■ **DIRECTIONS FOR THIS TASK**: Transcribe the passage of the Geneva talks report starting with "English.news.cn   2014-08-07 22:32:14" and going on through "in the talks.".

■ **SELECTION**:
###
English.news.cn   2014-08-07 22:32:14

GENEVA, Aug. 7 (Xinhua) -- No details were revealed at present on Thursday's bilateral talks between U.S. and Iran over Tehran's nuclear issue.

According to the U.S. State Department's announcement, the U.S. negotiators -- led by Deputy Secretary of State Bill Burns and included Under Secretary of State Wendy Sherman -- met with Iranian officials here on Thursday to resume the talks on Iran's nuclear program.

Iranian media reported that Iranian deputy foreign ministers Majid Takht-e Ravanchi and Abbas Araqchi led the Iranian side on the negotiating table, and experts from both countries were also participating in the talks.

These talks were reported to be the first contact between the two sides since the P5+1, comprised of the United States, China, France, Russia, Britain and Germany, and Iran failed to meet the deadline of July 20 to reach a comprehensive agreement, but agreed to extend the talks until Nov. 24.

Both the U.S. Mission and Iran Mission here in Geneva can not provide confirmed information on the talks.

The U.S. Mission to the United Nations and Other International Organizations in Geneva told Xinhua that to date there were no details such as the duration and gists of talks to be disclosed.
###
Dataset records
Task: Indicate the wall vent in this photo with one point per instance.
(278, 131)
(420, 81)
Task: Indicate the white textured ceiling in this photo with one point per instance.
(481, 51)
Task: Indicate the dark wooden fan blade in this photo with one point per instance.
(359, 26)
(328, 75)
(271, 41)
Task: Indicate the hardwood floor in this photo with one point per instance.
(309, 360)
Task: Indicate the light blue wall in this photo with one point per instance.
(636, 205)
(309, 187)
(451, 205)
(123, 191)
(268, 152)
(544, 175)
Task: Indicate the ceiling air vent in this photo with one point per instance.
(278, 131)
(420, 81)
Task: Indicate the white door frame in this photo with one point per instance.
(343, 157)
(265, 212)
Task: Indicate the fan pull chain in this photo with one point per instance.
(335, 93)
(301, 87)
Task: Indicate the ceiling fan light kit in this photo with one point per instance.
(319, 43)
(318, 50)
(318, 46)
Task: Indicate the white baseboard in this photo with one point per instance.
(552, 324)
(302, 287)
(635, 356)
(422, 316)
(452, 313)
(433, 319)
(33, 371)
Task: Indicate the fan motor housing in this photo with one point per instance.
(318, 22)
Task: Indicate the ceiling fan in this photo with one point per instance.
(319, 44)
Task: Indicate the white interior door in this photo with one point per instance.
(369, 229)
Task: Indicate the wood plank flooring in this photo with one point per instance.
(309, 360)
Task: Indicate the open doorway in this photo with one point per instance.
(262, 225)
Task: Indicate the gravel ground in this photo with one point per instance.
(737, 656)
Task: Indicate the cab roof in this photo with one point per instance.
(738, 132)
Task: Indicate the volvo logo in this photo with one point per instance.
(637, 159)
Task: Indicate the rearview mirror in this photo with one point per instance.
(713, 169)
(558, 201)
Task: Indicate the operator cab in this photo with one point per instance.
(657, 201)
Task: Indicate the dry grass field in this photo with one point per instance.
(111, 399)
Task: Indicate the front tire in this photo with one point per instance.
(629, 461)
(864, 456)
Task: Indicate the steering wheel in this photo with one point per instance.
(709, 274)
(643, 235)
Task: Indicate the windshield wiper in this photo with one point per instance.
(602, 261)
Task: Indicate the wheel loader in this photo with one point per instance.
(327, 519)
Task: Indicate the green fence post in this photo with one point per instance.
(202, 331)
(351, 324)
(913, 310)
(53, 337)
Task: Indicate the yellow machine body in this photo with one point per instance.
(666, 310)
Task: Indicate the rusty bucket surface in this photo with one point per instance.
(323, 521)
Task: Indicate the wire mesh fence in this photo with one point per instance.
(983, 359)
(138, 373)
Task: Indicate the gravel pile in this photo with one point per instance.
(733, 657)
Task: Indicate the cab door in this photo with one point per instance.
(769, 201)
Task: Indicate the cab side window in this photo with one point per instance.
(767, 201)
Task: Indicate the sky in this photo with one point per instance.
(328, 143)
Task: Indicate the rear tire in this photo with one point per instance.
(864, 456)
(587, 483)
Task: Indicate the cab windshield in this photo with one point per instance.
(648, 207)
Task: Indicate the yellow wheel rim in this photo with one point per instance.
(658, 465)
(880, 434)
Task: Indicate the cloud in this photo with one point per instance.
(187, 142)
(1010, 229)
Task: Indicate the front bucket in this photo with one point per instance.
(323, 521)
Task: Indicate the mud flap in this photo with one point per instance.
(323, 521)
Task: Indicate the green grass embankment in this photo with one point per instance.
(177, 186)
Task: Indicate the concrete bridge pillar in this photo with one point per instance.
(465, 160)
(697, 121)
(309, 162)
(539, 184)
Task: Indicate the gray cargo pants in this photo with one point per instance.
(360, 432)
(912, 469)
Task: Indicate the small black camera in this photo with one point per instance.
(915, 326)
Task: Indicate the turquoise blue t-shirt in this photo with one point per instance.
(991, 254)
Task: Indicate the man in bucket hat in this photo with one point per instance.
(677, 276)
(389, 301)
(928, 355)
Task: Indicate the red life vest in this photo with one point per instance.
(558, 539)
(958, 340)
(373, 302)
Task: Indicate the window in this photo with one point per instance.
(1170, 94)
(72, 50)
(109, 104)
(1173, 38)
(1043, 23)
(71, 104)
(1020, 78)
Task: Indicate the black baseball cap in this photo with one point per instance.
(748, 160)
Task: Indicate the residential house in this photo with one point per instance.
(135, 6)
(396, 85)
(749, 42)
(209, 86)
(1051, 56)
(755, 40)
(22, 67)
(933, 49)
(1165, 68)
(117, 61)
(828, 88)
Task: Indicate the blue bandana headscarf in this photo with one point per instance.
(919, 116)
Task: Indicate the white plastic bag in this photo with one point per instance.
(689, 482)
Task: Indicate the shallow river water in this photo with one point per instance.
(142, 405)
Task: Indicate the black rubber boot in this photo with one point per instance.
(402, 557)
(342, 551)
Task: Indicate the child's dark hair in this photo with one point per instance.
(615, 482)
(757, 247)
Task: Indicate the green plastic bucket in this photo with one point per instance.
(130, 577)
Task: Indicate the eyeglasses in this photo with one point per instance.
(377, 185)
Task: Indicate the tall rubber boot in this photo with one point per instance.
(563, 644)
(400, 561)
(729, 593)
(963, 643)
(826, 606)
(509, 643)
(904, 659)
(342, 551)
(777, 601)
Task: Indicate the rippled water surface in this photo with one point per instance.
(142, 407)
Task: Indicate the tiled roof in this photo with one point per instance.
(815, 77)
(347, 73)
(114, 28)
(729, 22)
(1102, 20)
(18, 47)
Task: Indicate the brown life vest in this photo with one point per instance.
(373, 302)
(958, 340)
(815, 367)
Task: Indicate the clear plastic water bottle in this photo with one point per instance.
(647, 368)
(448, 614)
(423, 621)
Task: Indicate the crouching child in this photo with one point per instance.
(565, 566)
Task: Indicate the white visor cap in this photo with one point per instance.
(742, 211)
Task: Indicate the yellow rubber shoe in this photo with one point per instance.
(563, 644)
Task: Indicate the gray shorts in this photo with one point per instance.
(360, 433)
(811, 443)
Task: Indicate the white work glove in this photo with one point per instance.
###
■ **RESPONSE**:
English.news.cn   2014-08-07 22:32:14

GENEVA, Aug. 7 (Xinhua) -- No details were revealed at present on Thursday's bilateral talks between U.S. and Iran over Tehran's nuclear issue.

According to the U.S. State Department's announcement, the U.S. negotiators -- led by Deputy Secretary of State Bill Burns and included Under Secretary of State Wendy Sherman -- met with Iranian officials here on Thursday to resume the talks on Iran's nuclear program.

Iranian media reported that Iranian deputy foreign ministers Majid Takht-e Ravanchi and Abbas Araqchi led the Iranian side on the negotiating table, and experts from both countries were also participating in the talks.